■ WORK ORDER 1
Rewrite the passage of the Great Cover-Up article starting with "ARE YOU READY" and going on through "Saturday, Dec. 3.)", changing "Thursday" to "Wednesday".
■ WORK ORDER 2
According to the Great Cover-Up article, where and in what year was the first Tucson Cover-Up held?

■ SOURCE TEXT
____
ARE YOU READY FOR SOME COVERS?It's tough to believe another year has passed, but here we are again. All around town for the last month or two, bands have put their own songs on hold in order to learn a set of songs they may never play again, all in the name of charity. You guessed it: Next Thursday, Dec. 1, brings the first night of the three-night extravaganza known as the Eighth Annual Great Cover-Up. (Nights Two and Three will follow on Friday, Dec. 2 and Saturday, Dec. 3.)
In case you've slept through the first seven, here's a little backstory: The idea for the event was stolen wholesale from our friends in Champaign-Urbana, Ill., where The Great Cover-Up was the most anticipated musical event of the year. I had attended a few of those while living in Illinois in the early '90s and thought it was just about the most purely fun musical event I'd ever attended. When I moved back to Tucson in 1995 and told my friend, Shoebomb singer-guitarist Melissa Manas, about it, she decided to take action and organize one here. The first Tucson incarnation was held at Club Congress in 1998, where it has remained every autumn since. When Melissa became pregnant after a couple of years, I decided to make sure the Cover-Up stayed alive; with the help of numerous folks over the years--most notably current Rialto booker (and occasional Weekly contributor) Curtis McCrary, who has co-organized for the past several--I've had a hand in the event for the last six years.
____
■ SOURCE DATA

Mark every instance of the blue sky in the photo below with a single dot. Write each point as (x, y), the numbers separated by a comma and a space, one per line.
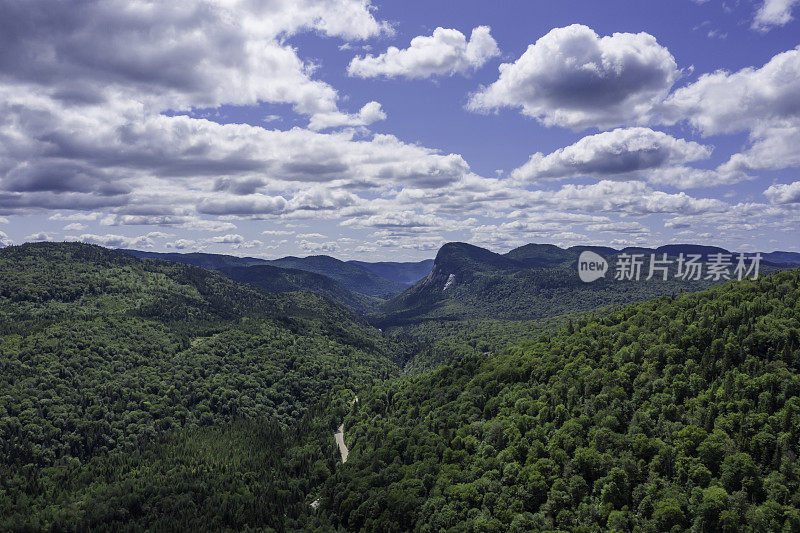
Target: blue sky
____
■ EXPECTED ANSWER 1
ARE YOU READY FOR SOME COVERS?It's tough to believe another year has passed, but here we are again. All around town for the last month or two, bands have put their own songs on hold in order to learn a set of songs they may never play again, all in the name of charity. You guessed it: Next Wednesday, Dec. 1, brings the first night of the three-night extravaganza known as the Eighth Annual Great Cover-Up. (Nights Two and Three will follow on Friday, Dec. 2 and Saturday, Dec. 3.)

■ EXPECTED ANSWER 2
At Club Congress, in 1998.